_ACTIVITY_.
Set the records down again in full, exactly as they are, apart from the images.

_TASK MATERIAL_.
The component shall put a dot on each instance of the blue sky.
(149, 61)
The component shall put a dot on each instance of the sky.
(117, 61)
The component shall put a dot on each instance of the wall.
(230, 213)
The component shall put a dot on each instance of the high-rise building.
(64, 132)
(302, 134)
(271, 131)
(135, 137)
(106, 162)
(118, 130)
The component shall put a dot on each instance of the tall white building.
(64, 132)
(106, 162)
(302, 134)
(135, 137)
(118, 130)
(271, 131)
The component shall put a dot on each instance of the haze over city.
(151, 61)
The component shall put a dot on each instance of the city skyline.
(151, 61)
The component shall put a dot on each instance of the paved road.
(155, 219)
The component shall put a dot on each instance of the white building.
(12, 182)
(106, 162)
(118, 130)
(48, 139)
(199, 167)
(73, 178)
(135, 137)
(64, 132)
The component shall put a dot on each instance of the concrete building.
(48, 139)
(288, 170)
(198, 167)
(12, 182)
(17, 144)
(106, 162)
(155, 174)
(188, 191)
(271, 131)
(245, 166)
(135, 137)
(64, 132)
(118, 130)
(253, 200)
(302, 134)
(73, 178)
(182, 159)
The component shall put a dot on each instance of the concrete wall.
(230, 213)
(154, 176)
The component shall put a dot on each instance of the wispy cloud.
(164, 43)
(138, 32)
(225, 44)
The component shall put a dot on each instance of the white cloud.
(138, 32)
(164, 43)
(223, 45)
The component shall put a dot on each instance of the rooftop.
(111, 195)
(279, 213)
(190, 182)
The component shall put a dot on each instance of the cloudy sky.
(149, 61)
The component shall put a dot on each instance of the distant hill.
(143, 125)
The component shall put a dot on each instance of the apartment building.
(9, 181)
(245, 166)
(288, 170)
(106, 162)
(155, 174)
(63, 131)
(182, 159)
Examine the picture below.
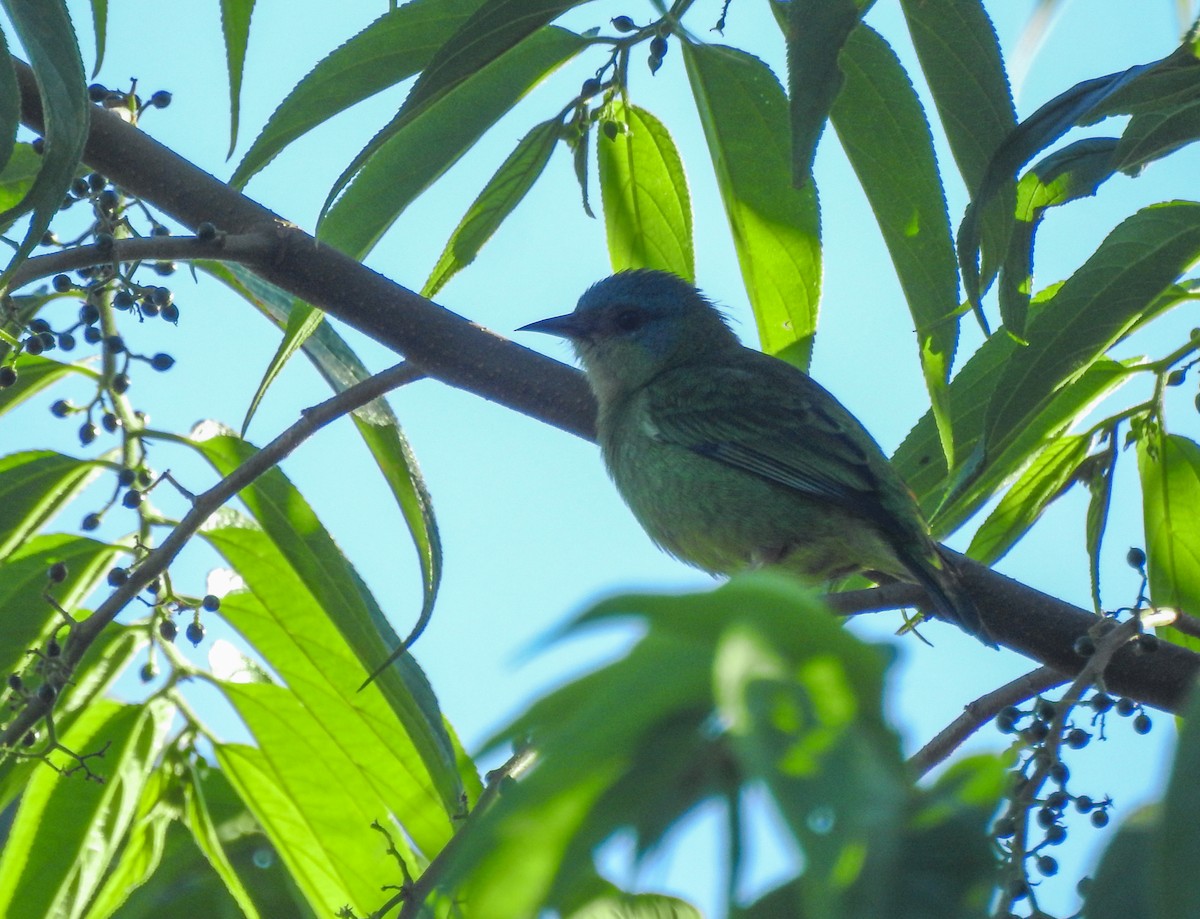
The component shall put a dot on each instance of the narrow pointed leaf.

_ANSWER SECTION_.
The component shall put a dot on each instance of the blue sky.
(149, 61)
The component shall put a dot on each instance of the sky.
(117, 61)
The component shall put a dot on each instance of the wall.
(230, 213)
The component shall put a dot on each instance of the high-rise building.
(64, 132)
(302, 134)
(271, 131)
(135, 137)
(106, 162)
(118, 130)
The component shall put a dot on each instance of the tall white building.
(64, 132)
(106, 162)
(302, 134)
(135, 137)
(118, 130)
(271, 131)
The component shall put a dot on each instance of the haze over city.
(151, 61)
The component shall put a dot on each instance of the city skyline.
(151, 61)
The component shall put a dot on each instance of the paved road.
(155, 219)
The component shall put a dot on each instance of the white building.
(12, 182)
(106, 162)
(118, 130)
(48, 139)
(199, 167)
(73, 178)
(135, 137)
(64, 132)
The component shall put a dot on each instance of the concrete building.
(48, 139)
(288, 170)
(198, 167)
(12, 182)
(17, 144)
(106, 162)
(155, 174)
(188, 191)
(271, 131)
(245, 166)
(135, 137)
(64, 132)
(118, 130)
(253, 200)
(302, 134)
(73, 178)
(182, 159)
The component shall put a dot on each instance of the concrete wall.
(230, 213)
(154, 176)
The component shall put a dot on each instance of the wispy cloud.
(164, 43)
(138, 32)
(225, 44)
The component shall put a dot on each instance of the white cloud.
(138, 32)
(164, 43)
(223, 45)
The component shall put a dot on each instance of the rooftop.
(111, 195)
(279, 213)
(190, 182)
The component shall put a dot on each instance of the cloudy sky.
(149, 61)
The component shall put a dot on each instance of the distant hill.
(143, 125)
The component shall put a dot on each instance of the apartment building.
(9, 181)
(245, 166)
(288, 170)
(106, 162)
(155, 174)
(63, 131)
(182, 159)
Examine the picture below.
The component shall put a dot on each instance of the narrow pointed leaf.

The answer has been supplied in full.